EXERCISE GOAL:
Look for the line that has "Target: window." in the material below; please repeat it and every line after it, exactly, up to and including the line that has "Target: cabinet door.", and nothing else.

DATASET RECORDS:
___
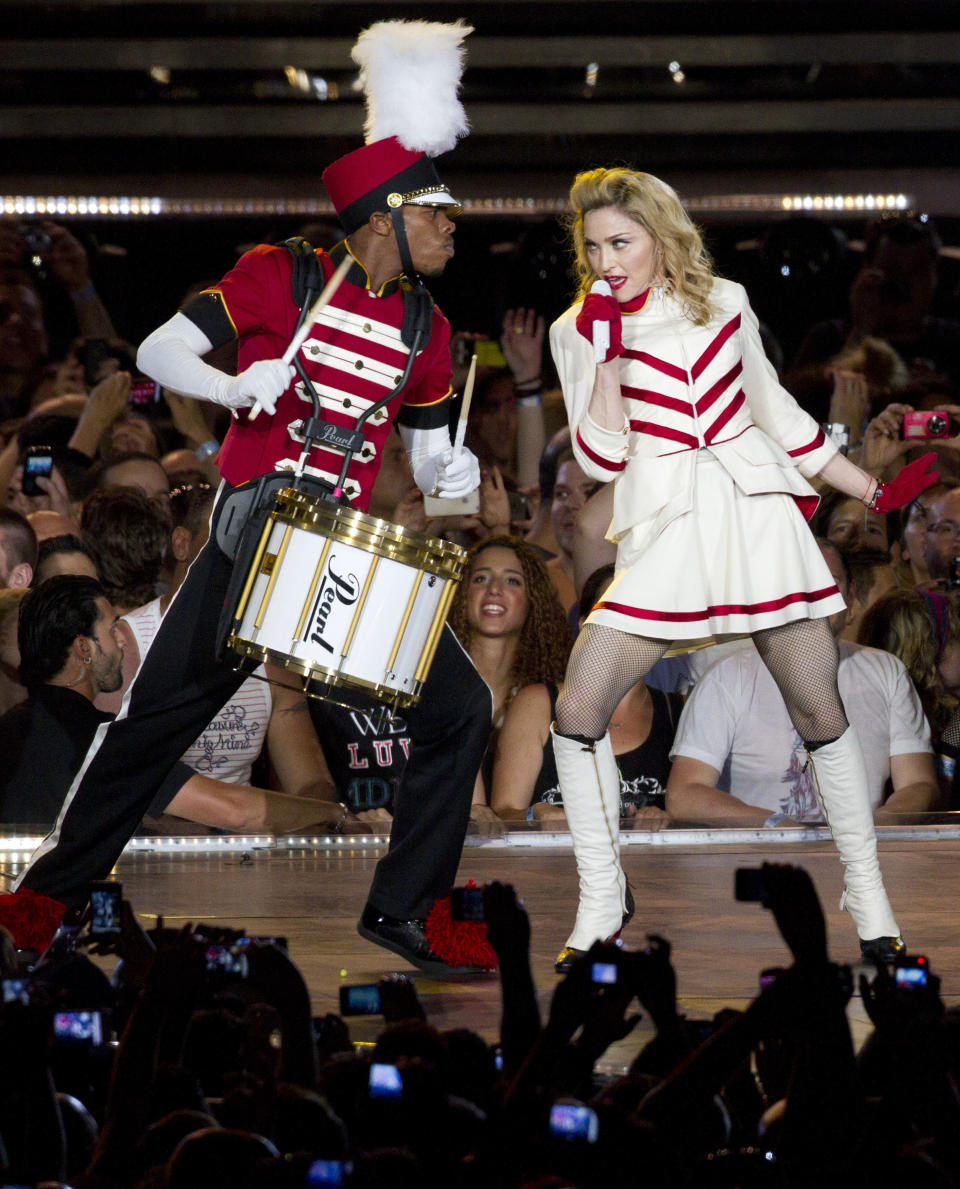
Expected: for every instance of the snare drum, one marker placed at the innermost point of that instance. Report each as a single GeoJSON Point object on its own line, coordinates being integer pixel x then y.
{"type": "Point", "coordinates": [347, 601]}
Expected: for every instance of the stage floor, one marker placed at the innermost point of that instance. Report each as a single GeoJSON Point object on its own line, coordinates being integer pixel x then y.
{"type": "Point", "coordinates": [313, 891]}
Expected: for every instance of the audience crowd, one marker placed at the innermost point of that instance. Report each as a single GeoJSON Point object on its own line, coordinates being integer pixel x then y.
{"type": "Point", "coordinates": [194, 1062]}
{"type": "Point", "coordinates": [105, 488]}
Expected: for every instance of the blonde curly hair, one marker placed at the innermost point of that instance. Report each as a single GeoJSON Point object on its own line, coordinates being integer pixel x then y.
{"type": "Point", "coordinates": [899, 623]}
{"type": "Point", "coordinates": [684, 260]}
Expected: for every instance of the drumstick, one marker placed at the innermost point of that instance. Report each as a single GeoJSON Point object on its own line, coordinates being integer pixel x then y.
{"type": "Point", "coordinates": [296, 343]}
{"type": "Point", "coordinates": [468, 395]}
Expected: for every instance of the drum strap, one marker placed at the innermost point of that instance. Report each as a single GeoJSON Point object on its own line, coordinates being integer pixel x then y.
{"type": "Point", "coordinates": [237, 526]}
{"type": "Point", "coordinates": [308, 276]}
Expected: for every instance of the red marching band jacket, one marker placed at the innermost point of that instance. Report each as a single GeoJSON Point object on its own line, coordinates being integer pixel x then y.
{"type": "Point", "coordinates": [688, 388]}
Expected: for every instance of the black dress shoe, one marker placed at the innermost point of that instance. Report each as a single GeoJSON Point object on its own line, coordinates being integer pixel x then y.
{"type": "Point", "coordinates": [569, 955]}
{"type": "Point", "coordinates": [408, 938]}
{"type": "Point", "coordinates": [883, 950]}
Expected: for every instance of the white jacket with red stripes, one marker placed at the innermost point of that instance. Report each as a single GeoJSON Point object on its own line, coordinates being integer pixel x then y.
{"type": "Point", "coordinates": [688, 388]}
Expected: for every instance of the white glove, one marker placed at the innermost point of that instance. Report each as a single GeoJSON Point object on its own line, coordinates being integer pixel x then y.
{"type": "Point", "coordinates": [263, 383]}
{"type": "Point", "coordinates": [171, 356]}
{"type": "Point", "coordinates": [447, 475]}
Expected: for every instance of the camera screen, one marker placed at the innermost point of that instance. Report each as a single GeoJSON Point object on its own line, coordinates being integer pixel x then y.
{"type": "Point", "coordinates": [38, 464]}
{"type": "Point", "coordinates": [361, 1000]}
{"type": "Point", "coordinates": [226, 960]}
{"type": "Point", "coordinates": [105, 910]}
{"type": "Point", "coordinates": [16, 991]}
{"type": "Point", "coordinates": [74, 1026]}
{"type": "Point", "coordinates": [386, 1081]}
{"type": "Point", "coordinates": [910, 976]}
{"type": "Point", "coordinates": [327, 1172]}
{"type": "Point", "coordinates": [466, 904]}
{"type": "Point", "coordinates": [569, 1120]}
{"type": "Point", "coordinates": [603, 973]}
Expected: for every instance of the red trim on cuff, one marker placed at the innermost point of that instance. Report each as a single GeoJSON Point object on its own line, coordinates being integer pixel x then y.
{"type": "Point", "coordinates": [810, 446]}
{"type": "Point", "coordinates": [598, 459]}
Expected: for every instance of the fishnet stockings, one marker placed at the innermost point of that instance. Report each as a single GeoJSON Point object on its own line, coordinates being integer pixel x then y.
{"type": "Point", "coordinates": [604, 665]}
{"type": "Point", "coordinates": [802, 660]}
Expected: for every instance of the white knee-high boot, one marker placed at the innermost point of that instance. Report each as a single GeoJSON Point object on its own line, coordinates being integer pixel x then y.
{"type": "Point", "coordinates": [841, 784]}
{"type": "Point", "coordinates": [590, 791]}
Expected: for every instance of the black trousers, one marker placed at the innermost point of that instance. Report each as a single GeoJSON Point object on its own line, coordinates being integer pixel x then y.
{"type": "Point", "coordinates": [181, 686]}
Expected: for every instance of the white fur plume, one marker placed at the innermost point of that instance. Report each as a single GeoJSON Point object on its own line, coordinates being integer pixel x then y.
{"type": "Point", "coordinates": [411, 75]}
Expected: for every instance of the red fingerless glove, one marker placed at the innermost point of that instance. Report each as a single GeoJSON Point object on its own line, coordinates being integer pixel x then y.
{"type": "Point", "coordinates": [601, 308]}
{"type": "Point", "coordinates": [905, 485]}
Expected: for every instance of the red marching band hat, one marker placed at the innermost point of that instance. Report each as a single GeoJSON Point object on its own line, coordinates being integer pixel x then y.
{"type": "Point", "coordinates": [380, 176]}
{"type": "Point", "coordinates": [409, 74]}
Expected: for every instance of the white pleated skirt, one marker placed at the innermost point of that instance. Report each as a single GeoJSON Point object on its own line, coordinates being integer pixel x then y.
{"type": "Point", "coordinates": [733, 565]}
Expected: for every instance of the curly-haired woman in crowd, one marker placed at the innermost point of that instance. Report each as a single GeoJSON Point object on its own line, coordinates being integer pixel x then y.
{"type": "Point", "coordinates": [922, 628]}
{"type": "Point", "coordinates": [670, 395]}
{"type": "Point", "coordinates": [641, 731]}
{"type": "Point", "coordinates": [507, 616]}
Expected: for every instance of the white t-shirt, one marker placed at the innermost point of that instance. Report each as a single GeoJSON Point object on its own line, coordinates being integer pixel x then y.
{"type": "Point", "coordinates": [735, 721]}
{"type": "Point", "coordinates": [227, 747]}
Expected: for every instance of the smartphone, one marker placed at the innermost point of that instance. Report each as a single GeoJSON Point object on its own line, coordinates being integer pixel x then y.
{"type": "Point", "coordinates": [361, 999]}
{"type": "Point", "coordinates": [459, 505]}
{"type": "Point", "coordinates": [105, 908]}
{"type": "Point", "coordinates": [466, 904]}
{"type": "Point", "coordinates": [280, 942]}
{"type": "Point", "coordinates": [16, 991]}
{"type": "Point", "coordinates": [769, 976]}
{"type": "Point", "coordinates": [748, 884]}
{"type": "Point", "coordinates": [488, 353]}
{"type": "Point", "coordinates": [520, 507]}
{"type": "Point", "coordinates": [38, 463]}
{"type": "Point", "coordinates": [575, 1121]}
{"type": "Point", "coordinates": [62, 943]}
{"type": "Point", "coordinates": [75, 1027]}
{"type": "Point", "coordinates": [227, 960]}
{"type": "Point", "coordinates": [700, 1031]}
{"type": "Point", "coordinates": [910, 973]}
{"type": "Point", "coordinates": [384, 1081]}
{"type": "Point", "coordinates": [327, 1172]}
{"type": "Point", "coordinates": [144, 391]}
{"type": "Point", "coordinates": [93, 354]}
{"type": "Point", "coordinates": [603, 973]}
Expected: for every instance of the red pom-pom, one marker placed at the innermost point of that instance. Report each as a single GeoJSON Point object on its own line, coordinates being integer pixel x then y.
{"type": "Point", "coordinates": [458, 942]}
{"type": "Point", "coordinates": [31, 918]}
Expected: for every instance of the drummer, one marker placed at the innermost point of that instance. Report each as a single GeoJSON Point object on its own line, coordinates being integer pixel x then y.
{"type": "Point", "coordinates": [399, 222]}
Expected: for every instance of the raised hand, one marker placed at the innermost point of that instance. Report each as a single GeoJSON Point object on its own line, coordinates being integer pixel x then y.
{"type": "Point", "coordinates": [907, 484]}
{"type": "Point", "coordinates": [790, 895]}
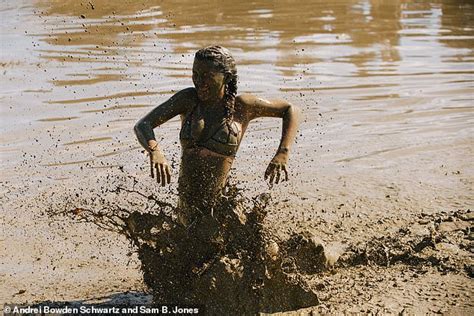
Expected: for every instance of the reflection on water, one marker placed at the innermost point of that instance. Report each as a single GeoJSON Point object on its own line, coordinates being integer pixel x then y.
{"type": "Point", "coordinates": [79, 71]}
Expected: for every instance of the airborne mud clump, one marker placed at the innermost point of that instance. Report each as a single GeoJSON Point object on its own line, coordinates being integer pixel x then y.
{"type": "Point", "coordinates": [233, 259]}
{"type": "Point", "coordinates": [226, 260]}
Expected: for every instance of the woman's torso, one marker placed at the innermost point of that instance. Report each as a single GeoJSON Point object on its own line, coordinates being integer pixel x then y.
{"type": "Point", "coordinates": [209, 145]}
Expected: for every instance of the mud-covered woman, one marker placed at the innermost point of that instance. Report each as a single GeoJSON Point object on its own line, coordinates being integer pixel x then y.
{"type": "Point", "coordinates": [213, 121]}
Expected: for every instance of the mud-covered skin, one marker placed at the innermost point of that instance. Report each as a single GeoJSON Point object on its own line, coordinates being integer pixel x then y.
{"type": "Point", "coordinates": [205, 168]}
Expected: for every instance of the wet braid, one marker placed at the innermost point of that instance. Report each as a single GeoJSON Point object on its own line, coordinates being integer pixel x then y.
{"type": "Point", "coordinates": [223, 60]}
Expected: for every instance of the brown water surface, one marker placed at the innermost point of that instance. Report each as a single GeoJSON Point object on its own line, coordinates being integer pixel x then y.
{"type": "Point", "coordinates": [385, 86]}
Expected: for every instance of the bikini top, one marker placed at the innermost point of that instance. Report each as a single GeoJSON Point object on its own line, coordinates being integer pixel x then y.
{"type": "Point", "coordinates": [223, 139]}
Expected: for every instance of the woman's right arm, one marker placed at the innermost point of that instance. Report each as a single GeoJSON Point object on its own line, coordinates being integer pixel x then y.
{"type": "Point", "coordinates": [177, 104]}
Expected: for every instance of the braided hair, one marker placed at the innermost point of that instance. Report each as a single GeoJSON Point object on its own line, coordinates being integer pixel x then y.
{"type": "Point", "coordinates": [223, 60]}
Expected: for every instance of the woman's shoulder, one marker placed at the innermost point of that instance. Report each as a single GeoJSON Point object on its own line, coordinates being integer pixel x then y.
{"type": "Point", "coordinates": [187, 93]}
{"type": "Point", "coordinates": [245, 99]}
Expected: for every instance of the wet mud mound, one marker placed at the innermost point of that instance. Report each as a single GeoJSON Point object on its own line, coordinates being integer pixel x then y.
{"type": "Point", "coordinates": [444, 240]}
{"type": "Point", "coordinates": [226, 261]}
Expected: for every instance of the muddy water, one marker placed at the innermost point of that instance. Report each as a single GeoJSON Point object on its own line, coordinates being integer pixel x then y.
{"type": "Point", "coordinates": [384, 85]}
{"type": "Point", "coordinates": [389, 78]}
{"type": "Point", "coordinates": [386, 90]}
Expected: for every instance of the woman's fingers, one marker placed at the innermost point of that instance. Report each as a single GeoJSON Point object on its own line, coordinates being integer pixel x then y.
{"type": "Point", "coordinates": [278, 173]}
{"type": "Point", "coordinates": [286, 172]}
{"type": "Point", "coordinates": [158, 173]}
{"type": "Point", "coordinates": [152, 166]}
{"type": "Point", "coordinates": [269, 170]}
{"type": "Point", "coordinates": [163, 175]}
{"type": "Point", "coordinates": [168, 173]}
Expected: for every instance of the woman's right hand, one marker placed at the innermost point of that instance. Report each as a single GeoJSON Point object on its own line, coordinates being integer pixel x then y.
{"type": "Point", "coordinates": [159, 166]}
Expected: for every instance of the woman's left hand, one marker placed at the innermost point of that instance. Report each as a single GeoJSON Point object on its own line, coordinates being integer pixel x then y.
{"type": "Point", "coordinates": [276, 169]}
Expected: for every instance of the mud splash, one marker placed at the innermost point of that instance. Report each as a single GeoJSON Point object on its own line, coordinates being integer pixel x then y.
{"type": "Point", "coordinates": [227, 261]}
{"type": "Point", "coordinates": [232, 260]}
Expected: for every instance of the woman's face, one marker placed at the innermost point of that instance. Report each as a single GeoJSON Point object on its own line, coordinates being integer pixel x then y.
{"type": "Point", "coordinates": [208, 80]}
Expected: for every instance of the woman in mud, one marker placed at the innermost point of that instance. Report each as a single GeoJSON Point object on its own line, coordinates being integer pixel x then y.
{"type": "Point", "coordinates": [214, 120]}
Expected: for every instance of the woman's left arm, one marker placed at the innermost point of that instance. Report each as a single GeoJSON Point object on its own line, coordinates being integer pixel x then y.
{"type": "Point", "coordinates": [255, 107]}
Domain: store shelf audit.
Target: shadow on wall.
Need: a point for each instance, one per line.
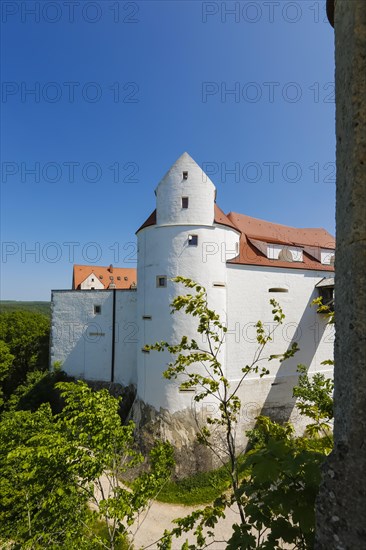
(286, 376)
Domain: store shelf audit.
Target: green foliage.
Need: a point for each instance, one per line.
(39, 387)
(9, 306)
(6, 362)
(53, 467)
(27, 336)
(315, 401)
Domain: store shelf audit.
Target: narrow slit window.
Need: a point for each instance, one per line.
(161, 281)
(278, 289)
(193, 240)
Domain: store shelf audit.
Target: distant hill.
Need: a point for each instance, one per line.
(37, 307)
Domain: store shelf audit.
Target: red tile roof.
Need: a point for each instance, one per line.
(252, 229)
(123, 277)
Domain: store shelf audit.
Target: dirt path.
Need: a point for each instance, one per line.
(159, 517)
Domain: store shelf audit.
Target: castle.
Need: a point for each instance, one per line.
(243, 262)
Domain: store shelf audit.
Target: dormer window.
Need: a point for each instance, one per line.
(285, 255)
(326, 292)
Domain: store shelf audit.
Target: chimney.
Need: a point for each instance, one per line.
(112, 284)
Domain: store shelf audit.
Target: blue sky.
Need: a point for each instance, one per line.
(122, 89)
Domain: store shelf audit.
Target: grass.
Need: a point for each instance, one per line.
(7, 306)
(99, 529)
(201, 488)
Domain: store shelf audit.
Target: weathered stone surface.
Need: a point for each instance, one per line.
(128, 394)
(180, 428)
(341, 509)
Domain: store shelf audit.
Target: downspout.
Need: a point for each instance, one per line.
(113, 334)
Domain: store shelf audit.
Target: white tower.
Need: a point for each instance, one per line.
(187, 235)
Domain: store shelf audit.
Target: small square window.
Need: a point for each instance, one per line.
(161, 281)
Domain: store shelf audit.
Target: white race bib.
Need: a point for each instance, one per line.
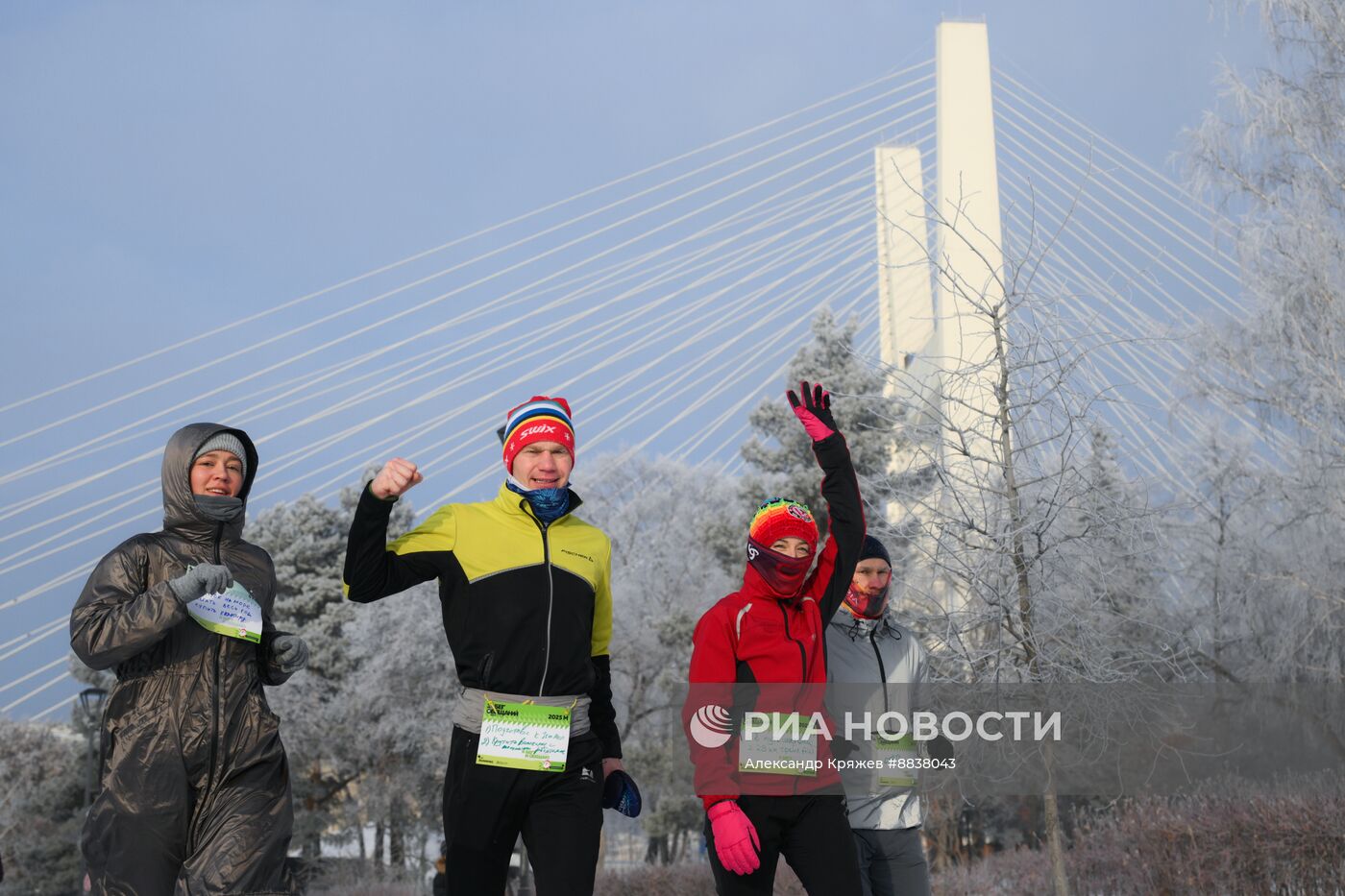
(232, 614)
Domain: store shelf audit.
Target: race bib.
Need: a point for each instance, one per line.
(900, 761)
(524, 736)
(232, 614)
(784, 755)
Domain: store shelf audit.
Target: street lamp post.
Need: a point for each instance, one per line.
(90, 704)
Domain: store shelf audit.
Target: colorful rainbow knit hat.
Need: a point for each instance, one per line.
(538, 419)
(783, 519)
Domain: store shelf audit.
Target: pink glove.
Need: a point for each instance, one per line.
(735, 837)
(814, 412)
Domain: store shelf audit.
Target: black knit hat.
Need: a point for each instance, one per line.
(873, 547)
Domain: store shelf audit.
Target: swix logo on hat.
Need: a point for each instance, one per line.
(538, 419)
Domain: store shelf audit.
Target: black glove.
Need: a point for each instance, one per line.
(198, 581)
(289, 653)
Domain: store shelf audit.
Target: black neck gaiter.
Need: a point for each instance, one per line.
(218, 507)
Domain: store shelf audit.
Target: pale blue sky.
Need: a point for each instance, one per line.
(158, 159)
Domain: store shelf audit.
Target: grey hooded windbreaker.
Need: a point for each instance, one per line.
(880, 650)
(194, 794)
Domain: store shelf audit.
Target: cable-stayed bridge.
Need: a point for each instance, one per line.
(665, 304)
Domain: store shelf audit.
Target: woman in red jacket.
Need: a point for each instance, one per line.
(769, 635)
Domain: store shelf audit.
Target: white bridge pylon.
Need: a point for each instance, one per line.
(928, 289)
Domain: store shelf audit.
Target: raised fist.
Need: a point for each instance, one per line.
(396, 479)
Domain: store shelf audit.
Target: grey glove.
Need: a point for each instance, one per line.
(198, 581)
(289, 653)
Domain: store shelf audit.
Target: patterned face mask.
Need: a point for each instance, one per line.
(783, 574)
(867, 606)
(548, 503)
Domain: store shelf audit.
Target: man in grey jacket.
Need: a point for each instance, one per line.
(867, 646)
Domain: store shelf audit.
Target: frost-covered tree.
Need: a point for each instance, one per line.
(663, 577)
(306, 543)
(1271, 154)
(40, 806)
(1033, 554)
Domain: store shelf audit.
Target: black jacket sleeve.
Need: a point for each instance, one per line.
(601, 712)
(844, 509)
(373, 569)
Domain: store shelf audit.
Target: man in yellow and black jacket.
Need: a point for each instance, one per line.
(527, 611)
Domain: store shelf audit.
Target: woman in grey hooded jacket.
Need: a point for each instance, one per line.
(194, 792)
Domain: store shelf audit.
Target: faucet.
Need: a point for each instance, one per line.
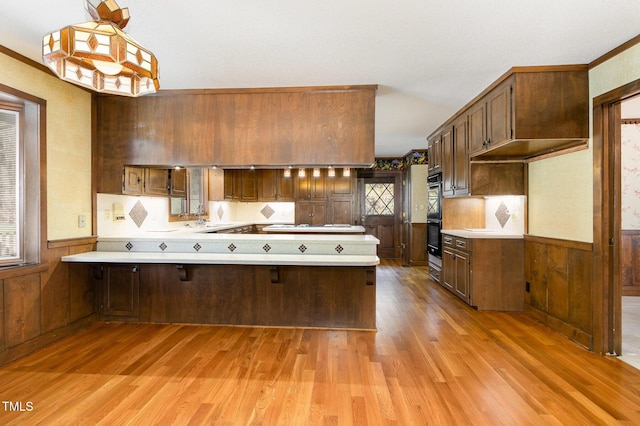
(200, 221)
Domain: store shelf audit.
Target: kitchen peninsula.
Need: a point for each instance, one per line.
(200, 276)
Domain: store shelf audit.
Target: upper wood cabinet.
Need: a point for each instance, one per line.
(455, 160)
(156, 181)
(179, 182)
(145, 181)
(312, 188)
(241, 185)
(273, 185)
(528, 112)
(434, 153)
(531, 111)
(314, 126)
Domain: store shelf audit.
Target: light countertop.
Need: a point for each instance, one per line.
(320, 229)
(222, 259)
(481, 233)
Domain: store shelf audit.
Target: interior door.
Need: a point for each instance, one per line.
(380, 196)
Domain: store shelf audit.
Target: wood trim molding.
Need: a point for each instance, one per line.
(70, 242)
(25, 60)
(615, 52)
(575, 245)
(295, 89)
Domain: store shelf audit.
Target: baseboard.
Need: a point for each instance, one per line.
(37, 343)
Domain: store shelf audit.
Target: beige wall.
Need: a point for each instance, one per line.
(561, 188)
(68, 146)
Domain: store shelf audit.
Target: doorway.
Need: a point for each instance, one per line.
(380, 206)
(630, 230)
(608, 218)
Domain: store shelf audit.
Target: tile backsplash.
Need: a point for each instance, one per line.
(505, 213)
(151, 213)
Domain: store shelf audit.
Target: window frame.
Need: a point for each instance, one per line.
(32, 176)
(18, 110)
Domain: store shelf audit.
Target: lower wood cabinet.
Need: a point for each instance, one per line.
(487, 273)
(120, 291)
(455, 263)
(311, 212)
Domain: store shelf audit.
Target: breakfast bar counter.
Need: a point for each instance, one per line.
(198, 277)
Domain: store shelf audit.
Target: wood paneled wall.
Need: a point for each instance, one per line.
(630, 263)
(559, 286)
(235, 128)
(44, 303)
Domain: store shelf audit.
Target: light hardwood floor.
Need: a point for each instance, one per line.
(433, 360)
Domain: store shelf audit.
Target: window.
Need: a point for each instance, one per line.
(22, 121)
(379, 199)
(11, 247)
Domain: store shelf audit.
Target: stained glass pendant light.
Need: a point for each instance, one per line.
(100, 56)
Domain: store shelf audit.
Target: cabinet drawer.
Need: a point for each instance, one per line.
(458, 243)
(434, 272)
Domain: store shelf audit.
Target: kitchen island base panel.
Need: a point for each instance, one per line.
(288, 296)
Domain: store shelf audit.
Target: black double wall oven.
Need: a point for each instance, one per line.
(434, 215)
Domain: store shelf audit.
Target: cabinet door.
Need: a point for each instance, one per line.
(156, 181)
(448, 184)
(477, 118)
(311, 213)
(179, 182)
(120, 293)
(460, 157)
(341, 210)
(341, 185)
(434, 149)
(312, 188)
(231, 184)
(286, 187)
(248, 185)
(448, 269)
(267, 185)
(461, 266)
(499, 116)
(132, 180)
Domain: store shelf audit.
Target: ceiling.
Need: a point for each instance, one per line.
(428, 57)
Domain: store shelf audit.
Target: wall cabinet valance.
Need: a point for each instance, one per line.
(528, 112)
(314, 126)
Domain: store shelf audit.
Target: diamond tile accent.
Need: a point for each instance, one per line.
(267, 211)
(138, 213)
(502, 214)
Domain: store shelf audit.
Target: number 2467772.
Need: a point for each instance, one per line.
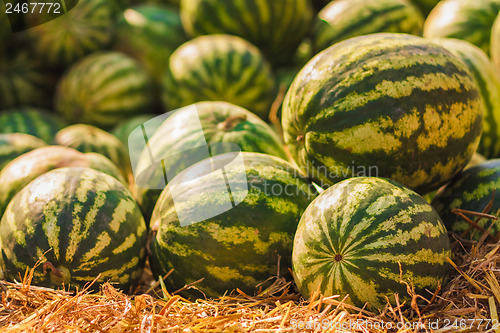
___
REPLY TO THE EXERCISE:
Target: window.
Need: a point for each instance, one per line.
(22, 121)
(379, 199)
(11, 247)
Domain: store shelf audit.
Target: stained glass pendant light.
Need: a point for each instance, one per line.
(100, 56)
Domain: store shelf audit.
Target: cabinet drawer.
Need: a point for each instance, one per line.
(458, 243)
(434, 272)
Domain: store shelf audit.
Target: kitchen island base panel.
Need: a point for each instance, one per line.
(288, 296)
Domain: store shelf audit.
Target: black double wall oven.
Need: a point for each instance, one per line.
(434, 215)
Domain: store shelf audit.
Target: cabinet door.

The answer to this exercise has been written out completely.